§ **Your task**
Only the lines from the line holding "Could you please outline every instance of the pillar?" to the last line should be output, each exactly as given.

(Excerpts of annotation records)

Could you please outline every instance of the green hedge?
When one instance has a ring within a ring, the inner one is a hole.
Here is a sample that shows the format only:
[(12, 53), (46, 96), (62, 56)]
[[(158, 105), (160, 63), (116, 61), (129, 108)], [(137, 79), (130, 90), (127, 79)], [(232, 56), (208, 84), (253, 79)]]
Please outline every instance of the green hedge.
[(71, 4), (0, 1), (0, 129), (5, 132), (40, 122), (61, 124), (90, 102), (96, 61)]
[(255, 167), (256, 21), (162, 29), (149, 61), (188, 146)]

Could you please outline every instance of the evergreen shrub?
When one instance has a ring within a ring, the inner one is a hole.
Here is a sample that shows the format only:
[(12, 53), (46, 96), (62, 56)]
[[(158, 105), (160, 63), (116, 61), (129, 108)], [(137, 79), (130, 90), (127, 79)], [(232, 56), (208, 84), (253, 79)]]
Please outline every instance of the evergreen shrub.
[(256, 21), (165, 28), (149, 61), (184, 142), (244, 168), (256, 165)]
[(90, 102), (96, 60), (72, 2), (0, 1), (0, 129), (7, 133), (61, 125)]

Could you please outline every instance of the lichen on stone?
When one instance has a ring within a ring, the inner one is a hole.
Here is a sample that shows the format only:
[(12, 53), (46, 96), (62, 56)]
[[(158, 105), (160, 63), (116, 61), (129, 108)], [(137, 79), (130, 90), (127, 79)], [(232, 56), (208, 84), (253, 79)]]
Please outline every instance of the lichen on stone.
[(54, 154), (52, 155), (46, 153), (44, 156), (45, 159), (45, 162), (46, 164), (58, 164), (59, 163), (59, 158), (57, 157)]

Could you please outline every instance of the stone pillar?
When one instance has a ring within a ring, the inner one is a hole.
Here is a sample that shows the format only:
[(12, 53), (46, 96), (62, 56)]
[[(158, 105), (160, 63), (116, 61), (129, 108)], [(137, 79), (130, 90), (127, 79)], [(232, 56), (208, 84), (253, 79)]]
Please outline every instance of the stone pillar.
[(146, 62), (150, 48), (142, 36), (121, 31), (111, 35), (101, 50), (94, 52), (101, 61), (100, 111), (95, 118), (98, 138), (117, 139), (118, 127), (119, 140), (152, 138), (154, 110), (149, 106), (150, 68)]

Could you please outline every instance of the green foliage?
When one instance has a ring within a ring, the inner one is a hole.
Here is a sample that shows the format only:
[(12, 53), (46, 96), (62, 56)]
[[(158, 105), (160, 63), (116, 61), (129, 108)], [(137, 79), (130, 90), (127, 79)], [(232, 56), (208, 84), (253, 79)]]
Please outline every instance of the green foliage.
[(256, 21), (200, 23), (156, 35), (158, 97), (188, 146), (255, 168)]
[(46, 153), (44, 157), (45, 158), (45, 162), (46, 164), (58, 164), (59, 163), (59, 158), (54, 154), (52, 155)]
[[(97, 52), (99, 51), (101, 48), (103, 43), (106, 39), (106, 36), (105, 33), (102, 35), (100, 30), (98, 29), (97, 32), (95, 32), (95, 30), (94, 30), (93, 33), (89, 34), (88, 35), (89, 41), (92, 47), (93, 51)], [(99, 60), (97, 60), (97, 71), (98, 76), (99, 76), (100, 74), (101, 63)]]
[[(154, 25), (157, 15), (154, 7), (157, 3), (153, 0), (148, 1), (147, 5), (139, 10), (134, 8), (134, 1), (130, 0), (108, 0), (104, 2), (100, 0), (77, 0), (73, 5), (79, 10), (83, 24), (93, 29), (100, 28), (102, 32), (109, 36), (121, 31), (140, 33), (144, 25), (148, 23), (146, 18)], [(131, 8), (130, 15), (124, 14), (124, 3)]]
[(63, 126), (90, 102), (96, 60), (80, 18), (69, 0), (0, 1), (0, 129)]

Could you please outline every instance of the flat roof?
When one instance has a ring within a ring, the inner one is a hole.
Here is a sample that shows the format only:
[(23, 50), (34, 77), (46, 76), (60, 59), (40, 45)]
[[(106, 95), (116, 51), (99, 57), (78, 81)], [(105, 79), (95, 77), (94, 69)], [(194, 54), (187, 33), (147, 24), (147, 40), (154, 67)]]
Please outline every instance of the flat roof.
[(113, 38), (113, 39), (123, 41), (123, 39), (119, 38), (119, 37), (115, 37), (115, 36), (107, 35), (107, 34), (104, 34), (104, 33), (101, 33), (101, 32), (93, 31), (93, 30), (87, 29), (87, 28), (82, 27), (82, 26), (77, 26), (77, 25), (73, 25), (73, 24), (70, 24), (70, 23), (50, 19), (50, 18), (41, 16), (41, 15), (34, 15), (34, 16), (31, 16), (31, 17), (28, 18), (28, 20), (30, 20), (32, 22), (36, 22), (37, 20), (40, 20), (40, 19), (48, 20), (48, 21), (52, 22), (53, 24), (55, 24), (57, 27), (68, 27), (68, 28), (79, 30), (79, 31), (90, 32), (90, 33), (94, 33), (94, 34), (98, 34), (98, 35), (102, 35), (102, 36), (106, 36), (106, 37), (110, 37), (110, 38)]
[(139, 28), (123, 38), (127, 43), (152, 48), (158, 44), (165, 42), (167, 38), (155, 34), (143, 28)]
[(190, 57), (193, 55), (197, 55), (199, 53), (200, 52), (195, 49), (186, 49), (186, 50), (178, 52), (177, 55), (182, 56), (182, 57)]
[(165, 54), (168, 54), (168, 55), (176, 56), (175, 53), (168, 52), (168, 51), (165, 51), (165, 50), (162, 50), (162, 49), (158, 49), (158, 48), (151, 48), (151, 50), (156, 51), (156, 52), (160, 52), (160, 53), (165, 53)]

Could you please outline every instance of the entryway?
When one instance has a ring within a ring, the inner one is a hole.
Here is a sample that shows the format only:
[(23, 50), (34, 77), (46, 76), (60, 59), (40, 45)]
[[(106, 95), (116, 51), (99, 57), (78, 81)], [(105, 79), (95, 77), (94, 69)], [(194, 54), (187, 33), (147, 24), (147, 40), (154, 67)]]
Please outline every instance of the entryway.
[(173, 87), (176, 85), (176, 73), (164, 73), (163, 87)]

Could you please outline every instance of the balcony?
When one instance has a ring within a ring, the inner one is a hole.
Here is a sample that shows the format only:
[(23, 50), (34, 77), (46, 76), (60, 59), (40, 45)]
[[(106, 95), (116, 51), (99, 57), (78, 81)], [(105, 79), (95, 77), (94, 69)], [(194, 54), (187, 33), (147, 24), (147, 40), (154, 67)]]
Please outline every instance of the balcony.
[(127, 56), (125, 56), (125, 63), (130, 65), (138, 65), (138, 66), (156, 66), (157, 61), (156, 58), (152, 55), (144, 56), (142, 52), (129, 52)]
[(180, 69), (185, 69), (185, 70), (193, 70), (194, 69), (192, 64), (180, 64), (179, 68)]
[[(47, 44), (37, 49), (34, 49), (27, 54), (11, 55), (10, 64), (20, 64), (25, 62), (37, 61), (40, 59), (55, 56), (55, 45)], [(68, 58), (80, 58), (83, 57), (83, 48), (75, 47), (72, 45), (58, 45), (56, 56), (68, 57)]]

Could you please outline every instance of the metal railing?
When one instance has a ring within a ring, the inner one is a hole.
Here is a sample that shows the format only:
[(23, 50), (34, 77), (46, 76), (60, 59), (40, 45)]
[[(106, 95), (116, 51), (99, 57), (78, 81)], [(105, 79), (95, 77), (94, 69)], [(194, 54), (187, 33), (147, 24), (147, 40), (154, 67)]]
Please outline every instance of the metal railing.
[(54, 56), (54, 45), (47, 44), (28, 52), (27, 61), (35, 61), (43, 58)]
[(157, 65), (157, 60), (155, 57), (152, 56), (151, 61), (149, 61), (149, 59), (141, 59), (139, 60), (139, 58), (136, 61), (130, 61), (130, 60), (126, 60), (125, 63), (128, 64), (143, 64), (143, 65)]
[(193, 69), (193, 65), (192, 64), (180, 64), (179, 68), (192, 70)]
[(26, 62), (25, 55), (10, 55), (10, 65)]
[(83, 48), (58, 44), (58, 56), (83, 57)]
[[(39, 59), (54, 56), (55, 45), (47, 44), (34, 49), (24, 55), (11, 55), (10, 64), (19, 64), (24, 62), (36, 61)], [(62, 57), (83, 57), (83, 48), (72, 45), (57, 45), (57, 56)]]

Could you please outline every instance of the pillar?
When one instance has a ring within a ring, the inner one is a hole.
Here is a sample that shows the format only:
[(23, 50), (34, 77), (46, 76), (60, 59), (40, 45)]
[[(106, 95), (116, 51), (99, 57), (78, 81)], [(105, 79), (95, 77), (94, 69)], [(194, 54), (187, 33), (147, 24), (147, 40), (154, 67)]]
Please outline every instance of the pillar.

§ **Solution for this exercise**
Could you please outline every instance of the pillar?
When one instance has a ring within a ring, the inner one is a hole.
Here is a sample that shows the format only:
[(23, 50), (34, 77), (46, 76), (60, 59), (40, 45)]
[[(106, 95), (116, 51), (99, 57), (78, 81)], [(105, 79), (95, 77), (94, 69)], [(194, 54), (187, 33), (147, 24), (147, 40), (154, 67)]]
Please outline every instance of the pillar.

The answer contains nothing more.